[Data records]
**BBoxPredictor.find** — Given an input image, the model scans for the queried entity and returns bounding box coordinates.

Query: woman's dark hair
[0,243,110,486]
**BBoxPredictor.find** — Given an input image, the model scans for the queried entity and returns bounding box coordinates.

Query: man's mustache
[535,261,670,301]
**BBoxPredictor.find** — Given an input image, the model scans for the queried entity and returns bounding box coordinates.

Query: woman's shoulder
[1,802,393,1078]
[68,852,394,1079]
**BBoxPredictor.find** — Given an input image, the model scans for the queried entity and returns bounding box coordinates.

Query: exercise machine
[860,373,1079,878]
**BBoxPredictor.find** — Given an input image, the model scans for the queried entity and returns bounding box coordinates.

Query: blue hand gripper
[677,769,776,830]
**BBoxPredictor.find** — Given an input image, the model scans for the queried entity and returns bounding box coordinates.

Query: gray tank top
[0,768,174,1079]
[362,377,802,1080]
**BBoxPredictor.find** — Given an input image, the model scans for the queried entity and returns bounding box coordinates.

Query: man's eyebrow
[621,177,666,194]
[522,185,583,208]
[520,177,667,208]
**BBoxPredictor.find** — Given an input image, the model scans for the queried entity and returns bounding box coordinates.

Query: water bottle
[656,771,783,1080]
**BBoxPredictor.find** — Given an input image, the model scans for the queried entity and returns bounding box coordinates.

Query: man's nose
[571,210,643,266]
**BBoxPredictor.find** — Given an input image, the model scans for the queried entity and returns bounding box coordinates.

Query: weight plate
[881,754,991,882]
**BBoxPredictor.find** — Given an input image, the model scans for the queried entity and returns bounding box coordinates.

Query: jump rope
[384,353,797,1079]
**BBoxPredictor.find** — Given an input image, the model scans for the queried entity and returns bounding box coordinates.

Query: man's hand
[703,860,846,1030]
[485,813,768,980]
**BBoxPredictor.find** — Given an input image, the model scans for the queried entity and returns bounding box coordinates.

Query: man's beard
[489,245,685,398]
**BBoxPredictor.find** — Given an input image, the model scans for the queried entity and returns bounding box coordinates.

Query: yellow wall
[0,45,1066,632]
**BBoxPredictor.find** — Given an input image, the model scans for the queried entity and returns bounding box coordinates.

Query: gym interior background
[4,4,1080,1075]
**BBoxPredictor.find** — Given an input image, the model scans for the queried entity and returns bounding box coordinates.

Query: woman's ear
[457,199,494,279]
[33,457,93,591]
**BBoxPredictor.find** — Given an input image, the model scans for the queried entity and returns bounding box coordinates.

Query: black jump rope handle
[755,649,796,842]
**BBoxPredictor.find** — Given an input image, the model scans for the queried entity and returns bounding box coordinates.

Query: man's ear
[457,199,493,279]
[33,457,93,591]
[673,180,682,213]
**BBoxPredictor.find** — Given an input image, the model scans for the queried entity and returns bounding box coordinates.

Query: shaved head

▸ ASSIGNMENT:
Beginning with the line that holds "Query: man's ear", please return every line through the end of the data, exactly as written.

▸ FINAL ANSWER:
Query: man's ear
[457,199,493,279]
[33,457,93,591]
[673,180,682,213]
**BBoxPredictor.find** — Given an input image, the model scans for the queried entity and returns bounding box coordinates.

Query: shaved head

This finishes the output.